Count up the lines in the following listing that hold the word "player", then give only that count.

■ Record excerpts ■
Content starts

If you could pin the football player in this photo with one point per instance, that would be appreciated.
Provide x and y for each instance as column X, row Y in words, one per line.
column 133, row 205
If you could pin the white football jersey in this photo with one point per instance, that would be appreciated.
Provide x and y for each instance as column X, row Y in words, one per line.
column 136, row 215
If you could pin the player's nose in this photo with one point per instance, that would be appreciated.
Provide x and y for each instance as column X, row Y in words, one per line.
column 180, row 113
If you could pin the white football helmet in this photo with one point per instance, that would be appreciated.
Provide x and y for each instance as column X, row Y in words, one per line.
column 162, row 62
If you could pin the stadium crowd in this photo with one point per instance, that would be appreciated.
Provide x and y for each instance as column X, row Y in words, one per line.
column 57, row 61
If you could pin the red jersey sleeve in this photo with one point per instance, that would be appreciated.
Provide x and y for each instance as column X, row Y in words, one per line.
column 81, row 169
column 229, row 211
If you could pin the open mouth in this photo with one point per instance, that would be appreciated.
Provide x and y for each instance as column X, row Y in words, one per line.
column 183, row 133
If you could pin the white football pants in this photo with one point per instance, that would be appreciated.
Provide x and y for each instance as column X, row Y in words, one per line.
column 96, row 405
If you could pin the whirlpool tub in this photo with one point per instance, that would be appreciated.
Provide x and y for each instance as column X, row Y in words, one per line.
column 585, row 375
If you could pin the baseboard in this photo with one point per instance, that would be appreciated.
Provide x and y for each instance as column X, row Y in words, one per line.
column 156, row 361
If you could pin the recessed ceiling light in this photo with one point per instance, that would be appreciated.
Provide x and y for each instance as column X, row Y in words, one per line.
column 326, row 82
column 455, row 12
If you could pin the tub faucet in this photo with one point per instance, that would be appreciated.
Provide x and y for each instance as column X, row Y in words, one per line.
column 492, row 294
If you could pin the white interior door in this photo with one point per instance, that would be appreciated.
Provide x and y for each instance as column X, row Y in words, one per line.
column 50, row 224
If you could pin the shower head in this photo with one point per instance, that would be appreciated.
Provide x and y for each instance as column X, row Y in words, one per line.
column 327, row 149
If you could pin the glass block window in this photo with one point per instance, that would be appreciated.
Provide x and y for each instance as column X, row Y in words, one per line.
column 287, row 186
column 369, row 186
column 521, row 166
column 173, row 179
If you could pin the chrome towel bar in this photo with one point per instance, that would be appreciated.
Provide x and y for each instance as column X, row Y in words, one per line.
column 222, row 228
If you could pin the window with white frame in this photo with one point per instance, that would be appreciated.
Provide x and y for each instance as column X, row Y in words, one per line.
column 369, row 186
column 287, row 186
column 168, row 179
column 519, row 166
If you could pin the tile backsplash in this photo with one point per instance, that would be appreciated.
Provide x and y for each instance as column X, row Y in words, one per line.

Content ends

■ Worked solution ■
2